● **Task**
Count the lines in the listing that contain the string "quiver", treating uppercase and lowercase as different, and give only that number.

>> Begin Material provided

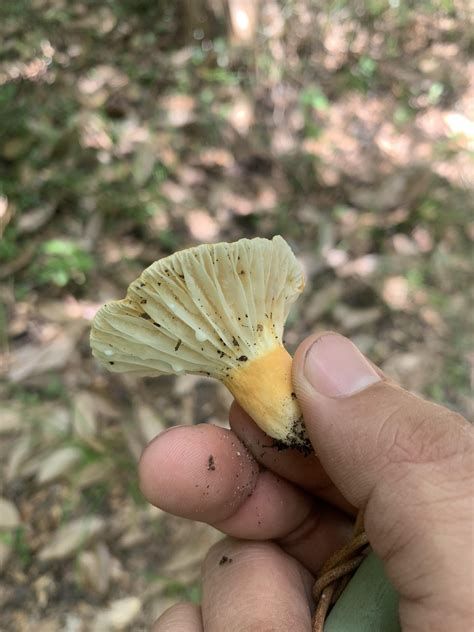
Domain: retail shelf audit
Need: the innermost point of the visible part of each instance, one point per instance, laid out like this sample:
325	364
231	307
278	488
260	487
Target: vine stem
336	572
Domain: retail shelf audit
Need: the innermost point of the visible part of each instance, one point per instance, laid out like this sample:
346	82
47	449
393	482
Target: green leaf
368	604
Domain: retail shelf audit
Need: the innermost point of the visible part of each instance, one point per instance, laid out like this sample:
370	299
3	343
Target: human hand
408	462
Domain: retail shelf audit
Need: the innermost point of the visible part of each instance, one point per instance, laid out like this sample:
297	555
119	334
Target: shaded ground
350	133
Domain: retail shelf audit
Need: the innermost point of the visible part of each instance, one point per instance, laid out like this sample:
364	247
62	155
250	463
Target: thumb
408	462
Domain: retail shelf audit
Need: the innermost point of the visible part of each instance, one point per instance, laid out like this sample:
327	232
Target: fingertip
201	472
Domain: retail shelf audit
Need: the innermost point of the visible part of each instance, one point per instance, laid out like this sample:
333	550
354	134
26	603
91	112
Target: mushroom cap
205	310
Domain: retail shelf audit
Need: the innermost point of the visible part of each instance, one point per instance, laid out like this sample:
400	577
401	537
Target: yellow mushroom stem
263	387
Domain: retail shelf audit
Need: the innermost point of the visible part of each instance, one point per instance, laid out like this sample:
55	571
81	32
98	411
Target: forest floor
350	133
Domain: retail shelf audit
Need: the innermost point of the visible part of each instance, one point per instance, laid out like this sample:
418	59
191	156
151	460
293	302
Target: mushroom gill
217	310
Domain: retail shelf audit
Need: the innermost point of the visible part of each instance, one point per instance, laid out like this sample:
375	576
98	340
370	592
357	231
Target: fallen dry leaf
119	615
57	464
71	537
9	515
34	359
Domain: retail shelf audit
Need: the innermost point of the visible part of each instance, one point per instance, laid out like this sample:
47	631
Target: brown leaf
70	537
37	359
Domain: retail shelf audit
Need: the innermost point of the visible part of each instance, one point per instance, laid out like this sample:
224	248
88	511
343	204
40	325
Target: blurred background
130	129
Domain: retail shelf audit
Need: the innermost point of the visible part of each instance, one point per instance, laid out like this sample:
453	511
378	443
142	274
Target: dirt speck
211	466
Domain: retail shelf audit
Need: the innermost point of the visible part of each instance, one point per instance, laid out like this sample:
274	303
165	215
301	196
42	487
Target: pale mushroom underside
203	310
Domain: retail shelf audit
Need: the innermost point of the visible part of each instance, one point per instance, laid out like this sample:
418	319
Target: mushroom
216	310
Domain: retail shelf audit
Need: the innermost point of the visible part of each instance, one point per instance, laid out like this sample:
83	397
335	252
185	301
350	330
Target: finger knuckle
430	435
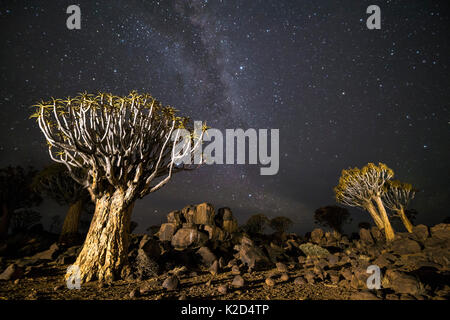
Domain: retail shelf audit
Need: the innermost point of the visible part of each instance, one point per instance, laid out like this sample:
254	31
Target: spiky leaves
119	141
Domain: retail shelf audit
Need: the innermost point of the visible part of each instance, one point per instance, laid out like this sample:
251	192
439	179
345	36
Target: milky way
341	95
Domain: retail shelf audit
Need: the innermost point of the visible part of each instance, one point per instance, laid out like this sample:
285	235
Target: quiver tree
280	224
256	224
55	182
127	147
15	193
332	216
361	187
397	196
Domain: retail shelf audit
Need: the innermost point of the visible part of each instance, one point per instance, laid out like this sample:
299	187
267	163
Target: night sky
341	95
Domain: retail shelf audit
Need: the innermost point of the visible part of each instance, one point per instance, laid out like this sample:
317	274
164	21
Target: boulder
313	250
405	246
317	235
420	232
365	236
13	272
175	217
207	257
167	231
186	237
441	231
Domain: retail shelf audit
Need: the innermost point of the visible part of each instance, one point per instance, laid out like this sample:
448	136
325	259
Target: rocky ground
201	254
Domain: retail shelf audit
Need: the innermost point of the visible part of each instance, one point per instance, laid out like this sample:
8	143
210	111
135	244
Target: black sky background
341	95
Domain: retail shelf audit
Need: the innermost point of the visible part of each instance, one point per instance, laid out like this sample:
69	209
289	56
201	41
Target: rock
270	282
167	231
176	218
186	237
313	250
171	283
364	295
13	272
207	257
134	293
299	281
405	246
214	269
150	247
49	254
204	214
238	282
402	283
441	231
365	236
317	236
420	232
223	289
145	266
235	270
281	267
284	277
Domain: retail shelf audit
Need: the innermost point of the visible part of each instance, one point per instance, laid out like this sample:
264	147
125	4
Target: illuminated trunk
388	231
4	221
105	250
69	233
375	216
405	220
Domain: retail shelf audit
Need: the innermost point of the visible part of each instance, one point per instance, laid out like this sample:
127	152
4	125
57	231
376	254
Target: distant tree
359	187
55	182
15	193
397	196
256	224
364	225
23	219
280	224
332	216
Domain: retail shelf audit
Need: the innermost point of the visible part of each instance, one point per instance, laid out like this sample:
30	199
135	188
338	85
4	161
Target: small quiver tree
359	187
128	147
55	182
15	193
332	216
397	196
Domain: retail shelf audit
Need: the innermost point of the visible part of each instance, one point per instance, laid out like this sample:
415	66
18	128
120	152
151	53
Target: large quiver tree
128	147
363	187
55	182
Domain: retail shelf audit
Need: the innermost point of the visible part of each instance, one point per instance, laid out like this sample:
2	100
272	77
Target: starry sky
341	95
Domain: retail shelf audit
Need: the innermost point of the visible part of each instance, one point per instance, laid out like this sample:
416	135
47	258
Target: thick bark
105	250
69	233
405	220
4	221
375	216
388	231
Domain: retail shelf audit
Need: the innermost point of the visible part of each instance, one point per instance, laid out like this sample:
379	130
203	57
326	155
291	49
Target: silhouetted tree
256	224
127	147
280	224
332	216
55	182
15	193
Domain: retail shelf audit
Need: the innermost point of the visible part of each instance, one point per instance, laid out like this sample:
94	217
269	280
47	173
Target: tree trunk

>> End Material provided

● **Answer to the task**
3